● **Activity 1**
Condense the paragraph beginning "Our study included a multi-organ CT tumor segmentation dataset" from the abstract on physician-in-the-loop tumor segmentation into a bulleted list. Keep its main facts.
● **Activity 2**
Write the next part of the abstract on physician-in-the-loop tumor segmentation, starting after its last sentence.

Interactive Personalized AI for Physician-In-the-Loop 3D Tumor Segmentation on CT
Abstract
Purpose
To develop and evaluate a personalized physician-in-the-loop (PPitL) AI framework for accurate and efficient CT tumor segmentation through iterative clinician feedback.
Methods
Our study included a multi-organ CT tumor segmentation dataset encompassing 825 patients, stratified by cancer type: colon (n=126), pancreas (n=281), liver (n=118), and kidney (n=300). Data were obtained from public segmentation challenges: MSD (colon/pancreas; Memorial Sloan Kettering Cancer Center), LiTS (liver; multi-center), and KiTS21 (kidney; M Health Fairview and Cleveland Clinic). The proposed model builds on a recent foundation model (MedSAM), where the pretrained image encoder was kept frozen and new components were trained to support personalization. Specifically, we introduced personalization through cascaded self-attention and cross-attention modules. These components capture the relationship between each clinician’s current correction and prior segmentation outputs, enabling the model to anticipate and adapt to the clinician’s refinement style. Clinician feedback could be provided through points, scribbles, or bounding boxes. At each step, the system generated a candidate segmentation mask and applied a lightweight CNN-based refinement after clinician review and confirmation. Training was performed using a five-fold cross-validation strategy. A composite loss function (Dice + cross-entropy) was used to optimize both overlap and boundary accuracy while improving iterative corrections. Performance was evaluated using the Dice similarity coefficient (DSC) and normalized surface Dice (NSD).

● **Dataset excerpts**
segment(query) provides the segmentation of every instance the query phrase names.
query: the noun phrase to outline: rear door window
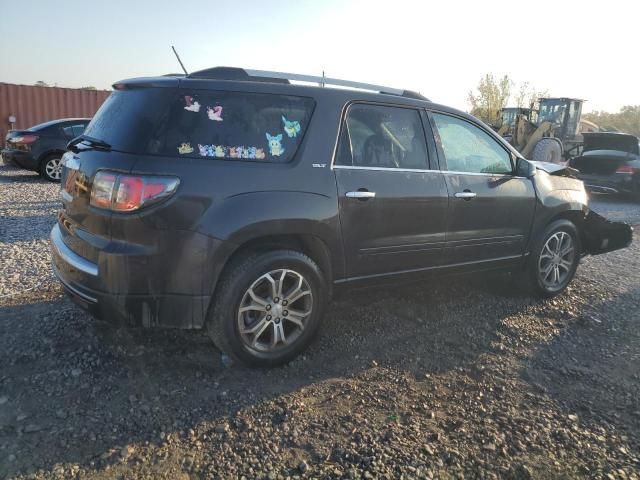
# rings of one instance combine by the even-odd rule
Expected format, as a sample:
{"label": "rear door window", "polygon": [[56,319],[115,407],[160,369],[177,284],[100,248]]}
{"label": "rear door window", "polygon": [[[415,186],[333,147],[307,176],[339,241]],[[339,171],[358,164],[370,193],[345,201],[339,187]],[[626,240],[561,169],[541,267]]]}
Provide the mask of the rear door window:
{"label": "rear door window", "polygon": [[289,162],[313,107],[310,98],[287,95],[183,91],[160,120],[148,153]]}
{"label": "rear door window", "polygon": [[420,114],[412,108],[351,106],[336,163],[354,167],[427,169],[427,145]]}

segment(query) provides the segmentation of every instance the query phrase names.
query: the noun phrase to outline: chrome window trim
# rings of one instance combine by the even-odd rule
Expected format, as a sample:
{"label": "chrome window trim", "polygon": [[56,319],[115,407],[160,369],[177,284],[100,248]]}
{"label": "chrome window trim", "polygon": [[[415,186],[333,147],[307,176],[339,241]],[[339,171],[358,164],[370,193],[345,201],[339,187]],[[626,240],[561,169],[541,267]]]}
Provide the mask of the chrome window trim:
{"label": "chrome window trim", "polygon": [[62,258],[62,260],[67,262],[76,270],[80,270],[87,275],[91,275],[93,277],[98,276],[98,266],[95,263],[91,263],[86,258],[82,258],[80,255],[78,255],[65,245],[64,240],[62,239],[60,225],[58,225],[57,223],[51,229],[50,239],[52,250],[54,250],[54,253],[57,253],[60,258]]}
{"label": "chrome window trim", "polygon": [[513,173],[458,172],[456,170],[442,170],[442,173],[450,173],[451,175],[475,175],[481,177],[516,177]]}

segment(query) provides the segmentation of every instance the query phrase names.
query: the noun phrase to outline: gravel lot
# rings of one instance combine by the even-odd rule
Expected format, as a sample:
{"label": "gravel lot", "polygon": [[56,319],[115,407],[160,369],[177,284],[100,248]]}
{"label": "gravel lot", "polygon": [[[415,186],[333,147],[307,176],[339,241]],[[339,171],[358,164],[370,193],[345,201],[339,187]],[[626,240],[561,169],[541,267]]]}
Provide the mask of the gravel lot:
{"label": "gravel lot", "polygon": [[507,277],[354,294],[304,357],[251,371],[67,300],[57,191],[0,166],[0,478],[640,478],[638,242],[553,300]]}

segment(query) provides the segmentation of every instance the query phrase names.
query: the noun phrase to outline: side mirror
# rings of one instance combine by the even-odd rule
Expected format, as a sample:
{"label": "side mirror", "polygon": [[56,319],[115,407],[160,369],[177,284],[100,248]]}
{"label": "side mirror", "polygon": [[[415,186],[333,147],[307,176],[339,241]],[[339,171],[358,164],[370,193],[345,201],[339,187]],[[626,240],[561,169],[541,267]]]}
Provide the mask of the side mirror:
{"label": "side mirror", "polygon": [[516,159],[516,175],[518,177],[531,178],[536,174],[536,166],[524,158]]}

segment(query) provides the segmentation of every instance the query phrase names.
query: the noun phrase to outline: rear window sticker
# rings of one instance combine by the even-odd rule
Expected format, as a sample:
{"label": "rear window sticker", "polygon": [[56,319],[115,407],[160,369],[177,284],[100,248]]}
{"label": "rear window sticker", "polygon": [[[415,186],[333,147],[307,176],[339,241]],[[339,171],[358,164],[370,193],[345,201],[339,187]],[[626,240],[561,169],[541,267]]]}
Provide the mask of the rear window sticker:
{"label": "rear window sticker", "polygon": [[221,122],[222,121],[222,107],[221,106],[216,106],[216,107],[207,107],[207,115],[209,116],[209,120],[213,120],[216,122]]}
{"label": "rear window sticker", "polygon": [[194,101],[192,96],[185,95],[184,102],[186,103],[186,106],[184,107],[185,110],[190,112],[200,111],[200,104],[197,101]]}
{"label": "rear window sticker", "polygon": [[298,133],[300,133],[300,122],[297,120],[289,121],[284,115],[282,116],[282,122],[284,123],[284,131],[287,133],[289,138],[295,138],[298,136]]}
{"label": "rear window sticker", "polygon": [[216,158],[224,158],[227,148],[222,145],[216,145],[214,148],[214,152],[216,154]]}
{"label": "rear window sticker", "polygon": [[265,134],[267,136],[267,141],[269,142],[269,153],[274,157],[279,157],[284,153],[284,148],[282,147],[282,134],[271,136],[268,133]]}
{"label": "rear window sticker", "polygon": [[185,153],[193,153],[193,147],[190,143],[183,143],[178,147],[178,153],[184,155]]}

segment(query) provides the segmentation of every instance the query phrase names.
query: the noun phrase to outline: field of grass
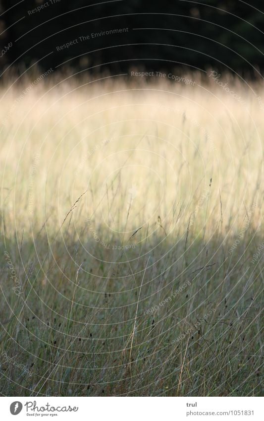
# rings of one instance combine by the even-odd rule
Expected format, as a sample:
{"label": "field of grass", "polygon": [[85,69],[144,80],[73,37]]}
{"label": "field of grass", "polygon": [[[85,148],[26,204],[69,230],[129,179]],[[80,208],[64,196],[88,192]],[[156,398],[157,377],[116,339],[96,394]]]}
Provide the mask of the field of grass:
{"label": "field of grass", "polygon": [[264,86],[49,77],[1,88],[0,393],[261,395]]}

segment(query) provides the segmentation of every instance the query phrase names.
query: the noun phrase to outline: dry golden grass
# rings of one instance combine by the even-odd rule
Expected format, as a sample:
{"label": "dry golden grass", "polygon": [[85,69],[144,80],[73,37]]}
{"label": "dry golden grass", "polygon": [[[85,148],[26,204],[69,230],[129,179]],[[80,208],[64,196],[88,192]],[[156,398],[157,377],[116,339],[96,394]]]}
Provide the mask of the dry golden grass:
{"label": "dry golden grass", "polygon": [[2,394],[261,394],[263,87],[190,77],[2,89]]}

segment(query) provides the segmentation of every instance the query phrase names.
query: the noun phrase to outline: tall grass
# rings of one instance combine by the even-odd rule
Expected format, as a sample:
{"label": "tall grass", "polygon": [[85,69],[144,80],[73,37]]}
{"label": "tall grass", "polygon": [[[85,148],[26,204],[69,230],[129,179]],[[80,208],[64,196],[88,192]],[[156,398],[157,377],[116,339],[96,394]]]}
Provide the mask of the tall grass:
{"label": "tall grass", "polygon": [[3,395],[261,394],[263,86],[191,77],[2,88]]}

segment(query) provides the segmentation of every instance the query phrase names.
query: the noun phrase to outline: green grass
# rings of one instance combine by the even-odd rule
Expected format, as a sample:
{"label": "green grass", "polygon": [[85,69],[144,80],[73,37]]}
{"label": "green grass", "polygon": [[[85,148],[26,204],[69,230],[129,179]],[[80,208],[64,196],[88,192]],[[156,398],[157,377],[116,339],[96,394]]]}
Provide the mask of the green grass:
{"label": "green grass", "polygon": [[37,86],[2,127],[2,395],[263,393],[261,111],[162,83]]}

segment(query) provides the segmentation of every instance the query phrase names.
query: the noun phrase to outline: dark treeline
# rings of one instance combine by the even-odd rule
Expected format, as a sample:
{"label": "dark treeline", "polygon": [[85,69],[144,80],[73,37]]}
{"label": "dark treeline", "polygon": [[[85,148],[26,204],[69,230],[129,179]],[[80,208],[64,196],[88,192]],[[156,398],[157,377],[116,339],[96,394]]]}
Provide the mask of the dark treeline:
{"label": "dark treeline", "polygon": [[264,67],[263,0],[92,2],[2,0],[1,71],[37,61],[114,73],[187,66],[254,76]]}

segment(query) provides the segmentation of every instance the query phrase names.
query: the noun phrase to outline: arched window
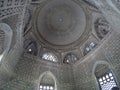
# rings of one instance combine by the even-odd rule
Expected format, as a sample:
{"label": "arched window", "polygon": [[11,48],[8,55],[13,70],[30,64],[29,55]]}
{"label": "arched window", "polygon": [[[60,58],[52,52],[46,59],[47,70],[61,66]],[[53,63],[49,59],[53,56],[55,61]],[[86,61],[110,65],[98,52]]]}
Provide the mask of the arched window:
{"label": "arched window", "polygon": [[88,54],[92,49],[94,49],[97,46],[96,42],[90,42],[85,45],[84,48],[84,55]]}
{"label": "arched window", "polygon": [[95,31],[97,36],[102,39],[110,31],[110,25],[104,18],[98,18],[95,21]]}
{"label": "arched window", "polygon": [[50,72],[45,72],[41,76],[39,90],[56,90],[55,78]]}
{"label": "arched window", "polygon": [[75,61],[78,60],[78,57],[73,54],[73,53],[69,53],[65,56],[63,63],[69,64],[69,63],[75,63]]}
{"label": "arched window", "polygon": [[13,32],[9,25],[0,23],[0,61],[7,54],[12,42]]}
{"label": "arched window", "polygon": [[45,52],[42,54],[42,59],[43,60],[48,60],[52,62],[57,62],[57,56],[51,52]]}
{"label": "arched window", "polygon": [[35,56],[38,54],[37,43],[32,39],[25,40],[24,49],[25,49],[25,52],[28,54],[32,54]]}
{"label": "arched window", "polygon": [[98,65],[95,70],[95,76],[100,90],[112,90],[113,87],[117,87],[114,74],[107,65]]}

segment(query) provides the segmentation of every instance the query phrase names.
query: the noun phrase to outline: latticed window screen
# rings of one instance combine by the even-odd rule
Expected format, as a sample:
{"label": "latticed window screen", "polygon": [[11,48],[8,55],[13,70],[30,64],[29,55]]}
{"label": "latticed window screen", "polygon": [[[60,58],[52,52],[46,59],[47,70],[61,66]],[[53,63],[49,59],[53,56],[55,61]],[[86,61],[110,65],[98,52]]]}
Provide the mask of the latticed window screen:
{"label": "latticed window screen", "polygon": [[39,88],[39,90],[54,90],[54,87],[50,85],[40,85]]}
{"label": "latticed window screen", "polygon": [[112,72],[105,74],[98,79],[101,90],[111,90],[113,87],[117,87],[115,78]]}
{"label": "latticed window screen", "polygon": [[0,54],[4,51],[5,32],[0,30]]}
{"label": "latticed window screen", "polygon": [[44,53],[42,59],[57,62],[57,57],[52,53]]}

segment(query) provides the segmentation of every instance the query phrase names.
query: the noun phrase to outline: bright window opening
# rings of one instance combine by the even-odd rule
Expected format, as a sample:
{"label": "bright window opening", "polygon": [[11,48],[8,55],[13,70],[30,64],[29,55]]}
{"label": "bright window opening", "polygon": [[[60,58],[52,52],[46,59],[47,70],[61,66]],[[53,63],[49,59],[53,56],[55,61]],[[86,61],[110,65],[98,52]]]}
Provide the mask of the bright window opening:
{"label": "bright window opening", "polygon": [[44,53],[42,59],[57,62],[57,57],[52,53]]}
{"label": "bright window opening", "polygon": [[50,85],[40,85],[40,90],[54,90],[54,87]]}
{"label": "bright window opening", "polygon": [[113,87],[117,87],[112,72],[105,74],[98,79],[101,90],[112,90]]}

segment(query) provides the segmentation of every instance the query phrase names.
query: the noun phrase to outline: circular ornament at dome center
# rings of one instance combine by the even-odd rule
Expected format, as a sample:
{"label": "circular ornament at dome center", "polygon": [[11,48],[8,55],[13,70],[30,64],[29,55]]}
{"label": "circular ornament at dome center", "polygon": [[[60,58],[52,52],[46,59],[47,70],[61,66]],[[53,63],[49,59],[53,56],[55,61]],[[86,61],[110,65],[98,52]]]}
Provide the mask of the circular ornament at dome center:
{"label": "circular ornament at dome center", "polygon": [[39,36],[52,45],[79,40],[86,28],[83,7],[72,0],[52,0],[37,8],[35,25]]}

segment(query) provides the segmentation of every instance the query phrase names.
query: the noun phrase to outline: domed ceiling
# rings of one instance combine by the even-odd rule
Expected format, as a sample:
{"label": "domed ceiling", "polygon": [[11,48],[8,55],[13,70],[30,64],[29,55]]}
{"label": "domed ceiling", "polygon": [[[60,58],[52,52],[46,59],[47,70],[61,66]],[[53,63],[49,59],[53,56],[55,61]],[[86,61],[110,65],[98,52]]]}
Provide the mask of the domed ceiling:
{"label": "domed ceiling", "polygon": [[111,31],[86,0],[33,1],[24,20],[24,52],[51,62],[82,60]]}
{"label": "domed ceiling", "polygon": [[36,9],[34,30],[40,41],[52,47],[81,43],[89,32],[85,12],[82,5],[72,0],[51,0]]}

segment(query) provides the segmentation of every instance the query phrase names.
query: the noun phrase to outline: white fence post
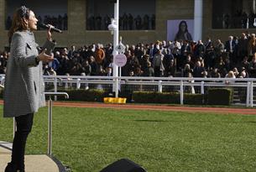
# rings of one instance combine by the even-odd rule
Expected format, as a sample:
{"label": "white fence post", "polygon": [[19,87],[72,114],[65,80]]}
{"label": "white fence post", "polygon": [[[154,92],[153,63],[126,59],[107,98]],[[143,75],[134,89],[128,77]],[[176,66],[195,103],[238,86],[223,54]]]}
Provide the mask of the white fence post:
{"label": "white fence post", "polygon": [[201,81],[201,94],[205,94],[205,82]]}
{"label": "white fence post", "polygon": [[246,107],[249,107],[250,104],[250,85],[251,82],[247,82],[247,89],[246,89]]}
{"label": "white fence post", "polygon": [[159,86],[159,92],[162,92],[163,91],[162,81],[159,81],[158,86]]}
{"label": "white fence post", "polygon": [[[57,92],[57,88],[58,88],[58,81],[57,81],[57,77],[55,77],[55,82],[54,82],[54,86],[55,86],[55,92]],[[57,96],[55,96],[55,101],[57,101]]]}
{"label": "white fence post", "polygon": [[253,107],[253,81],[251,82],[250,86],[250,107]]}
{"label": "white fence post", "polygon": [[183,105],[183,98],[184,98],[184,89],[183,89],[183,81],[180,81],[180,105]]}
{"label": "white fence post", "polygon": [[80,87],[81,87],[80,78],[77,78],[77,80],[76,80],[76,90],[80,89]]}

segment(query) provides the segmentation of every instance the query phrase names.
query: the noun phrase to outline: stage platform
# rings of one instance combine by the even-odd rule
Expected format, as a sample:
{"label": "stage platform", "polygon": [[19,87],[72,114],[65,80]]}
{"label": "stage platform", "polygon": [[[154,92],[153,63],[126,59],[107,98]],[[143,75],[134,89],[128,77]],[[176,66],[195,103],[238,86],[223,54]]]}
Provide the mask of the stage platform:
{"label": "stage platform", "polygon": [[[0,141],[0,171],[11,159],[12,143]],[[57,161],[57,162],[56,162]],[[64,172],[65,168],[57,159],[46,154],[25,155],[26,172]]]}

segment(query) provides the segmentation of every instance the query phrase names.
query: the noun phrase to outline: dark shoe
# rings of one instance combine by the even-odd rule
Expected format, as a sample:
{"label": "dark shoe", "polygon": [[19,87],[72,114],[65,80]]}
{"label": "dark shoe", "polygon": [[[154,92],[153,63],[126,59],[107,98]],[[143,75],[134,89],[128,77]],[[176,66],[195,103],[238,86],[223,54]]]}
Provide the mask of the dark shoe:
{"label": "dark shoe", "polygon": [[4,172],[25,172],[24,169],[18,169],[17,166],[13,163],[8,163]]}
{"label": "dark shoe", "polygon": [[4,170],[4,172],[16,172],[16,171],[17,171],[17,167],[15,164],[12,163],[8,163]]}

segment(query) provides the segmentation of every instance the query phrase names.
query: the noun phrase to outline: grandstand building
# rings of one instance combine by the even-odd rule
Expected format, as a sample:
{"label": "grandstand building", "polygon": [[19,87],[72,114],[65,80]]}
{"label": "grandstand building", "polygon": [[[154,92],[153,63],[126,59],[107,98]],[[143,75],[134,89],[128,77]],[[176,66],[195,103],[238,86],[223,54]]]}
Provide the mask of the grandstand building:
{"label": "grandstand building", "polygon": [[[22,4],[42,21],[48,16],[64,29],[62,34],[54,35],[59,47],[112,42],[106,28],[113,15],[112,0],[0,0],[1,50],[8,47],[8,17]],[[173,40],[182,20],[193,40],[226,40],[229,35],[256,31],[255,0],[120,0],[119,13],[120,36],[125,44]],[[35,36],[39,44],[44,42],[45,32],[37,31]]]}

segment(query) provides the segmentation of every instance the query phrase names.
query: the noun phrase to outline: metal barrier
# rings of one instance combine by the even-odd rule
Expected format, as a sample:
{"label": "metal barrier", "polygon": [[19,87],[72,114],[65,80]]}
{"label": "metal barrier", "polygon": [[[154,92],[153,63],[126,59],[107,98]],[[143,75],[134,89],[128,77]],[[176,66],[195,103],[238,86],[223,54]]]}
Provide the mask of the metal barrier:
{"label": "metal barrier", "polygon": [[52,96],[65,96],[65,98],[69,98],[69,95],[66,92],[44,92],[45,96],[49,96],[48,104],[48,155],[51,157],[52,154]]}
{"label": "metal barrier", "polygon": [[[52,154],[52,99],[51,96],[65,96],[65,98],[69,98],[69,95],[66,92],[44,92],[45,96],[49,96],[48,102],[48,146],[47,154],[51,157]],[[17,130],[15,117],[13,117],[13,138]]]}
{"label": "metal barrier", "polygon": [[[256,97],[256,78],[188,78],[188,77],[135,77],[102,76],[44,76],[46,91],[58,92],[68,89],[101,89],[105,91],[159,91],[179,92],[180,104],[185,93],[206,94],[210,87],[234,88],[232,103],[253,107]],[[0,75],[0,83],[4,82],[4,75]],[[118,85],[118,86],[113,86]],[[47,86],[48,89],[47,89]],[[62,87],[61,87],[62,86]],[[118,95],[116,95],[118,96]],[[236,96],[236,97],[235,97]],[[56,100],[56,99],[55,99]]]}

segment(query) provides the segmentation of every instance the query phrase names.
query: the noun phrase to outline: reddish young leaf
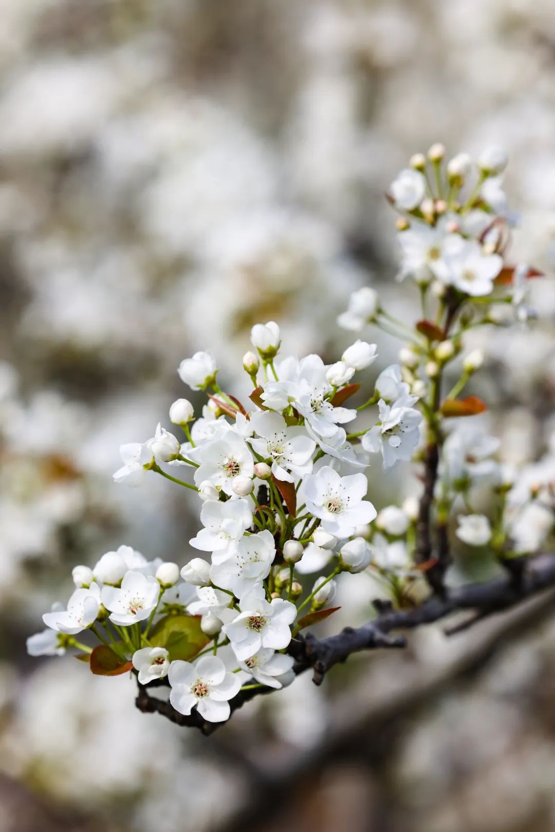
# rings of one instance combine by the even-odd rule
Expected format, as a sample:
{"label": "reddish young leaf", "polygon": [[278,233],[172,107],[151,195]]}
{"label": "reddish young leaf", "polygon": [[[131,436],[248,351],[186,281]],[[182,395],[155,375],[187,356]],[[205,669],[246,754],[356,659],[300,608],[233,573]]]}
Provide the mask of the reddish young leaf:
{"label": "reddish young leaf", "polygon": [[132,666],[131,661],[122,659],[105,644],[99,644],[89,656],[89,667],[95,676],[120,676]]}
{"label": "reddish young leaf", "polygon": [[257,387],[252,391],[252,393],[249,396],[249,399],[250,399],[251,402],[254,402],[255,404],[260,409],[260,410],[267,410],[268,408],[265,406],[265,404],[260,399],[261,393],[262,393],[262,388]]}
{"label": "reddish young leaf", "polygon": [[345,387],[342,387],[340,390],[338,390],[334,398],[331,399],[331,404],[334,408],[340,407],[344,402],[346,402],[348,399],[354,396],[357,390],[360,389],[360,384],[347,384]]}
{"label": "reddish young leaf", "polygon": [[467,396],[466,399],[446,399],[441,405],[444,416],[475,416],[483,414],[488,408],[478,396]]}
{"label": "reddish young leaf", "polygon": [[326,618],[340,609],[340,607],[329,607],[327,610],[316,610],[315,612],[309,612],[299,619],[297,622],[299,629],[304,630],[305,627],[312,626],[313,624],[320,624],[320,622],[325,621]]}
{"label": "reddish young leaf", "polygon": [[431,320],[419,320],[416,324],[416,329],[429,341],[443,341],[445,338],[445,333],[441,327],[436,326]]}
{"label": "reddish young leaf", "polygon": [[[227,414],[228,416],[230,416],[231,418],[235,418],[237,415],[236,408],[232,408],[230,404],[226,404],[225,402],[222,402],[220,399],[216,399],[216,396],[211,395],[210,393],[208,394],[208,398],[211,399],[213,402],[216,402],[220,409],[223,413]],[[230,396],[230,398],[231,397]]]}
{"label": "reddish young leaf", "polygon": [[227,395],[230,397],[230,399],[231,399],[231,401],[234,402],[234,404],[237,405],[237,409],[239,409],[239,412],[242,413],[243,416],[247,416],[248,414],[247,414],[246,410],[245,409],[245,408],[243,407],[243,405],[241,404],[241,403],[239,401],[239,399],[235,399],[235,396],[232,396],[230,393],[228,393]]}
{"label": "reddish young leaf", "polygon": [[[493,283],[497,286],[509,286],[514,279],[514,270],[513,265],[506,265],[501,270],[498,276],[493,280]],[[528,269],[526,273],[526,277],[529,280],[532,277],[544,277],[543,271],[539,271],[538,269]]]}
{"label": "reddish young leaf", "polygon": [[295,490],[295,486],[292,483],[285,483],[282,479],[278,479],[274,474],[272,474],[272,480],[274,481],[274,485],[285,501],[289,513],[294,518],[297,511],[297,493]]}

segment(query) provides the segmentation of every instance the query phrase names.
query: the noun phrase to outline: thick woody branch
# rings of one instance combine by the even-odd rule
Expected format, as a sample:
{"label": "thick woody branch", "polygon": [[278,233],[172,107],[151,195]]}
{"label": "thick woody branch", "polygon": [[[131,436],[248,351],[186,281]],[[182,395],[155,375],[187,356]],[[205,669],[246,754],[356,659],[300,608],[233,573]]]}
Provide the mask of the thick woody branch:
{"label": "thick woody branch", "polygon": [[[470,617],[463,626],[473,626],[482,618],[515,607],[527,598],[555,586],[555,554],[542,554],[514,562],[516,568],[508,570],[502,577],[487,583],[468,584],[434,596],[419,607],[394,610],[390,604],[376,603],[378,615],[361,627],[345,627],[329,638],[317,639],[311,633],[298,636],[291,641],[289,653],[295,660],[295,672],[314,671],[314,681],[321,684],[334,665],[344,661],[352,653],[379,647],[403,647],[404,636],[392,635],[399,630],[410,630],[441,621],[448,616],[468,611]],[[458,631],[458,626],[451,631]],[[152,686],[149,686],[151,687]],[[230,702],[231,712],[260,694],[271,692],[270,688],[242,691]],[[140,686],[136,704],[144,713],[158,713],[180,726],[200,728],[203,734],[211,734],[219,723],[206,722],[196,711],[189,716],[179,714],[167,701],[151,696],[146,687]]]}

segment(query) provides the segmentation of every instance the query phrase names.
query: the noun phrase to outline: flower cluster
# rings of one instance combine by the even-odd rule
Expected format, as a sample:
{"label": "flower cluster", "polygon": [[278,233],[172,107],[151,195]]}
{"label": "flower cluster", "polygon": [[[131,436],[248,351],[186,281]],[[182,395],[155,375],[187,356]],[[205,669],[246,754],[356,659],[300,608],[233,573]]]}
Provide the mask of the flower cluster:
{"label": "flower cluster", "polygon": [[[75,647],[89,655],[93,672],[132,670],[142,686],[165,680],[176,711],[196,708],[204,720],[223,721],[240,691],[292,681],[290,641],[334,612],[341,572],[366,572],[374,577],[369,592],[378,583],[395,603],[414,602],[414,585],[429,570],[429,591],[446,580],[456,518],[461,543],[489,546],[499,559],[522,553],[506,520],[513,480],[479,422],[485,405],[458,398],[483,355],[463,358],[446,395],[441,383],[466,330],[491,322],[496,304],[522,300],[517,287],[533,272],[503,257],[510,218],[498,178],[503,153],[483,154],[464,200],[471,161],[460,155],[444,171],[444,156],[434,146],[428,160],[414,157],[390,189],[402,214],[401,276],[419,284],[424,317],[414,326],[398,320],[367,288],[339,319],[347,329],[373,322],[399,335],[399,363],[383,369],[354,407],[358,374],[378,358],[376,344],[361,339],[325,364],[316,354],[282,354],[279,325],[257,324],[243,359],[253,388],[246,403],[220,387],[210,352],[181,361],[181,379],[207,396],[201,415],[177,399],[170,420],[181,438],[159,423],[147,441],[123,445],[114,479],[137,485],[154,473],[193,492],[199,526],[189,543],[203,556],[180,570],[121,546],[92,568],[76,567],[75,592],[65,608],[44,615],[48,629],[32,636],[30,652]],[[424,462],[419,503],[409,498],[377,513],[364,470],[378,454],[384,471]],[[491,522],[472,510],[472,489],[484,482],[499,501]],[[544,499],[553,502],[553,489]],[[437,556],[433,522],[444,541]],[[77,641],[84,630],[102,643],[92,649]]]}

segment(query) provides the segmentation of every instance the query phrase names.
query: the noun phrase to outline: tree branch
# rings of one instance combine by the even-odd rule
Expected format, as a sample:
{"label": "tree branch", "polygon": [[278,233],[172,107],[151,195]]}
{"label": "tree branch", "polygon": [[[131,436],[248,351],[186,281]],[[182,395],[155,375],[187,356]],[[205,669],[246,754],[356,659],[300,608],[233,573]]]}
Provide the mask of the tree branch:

● **Your response 1**
- Dataset: 825 patients with CT tumor segmentations: colon (n=126), pancreas (n=281), liver (n=118), kidney (n=300).
- Sources: MSD (colon/pancreas; Memorial Sloan Kettering Cancer Center), LiTS (liver; multi-center), KiTS21 (kidney; M Health Fairview and Cleveland Clinic).
- Model: built on MedSAM with its pretrained image encoder frozen. New cascaded self-attention and cross-attention modules link each clinician's current correction to prior outputs, so the model adapts to that clinician's refinement style.
- Feedback: clinicians give points, scribbles, or bounding boxes. At each step the system proposes a candidate mask, then applies a lightweight CNN-based refinement after clinician review and confirmation.
- Training: five-fold cross-validation with a Dice + cross-entropy loss for overlap and boundary accuracy.
- Evaluation: Dice similarity coefficient (DSC) and normalized surface Dice (NSD).

● **Your response 2**
Results
The model outperformed recent state-of-the-art methods and achieved near-expert performance after 10 iterations of clinician feedback: mean DSC/NSD of 0.947±0.03/0.982±0.02 (colon tumors), 0.955±0.02/0.936±0.03 (pancreas tumors), 0.948±0.02/0.951±0.01 (liver tumors), and 0.972±0.04/0.988±0.04 (kidney tumors). Accuracy improved steadily with each iteration, with major corrections typically completed within the first 5–6 interactions.
Conclusion
The proposed personalized, PPitL AI segmentation tool provides fast, reliable tumor delineation in CT imaging. By adapting to each clinician’s correction behavior, it builds trust, reduces variability, and minimizes time burden while achieving expert-level accuracy.